_Exercise goal:_ Which lines below contain "pointer"? Pull them out.

***** Information provided *****

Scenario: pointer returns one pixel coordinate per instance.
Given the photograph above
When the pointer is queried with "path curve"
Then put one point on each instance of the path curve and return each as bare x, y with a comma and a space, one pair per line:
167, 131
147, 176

*****

_Result:_
Scenario: pointer returns one pixel coordinate per instance.
When the pointer is queried with "path curve"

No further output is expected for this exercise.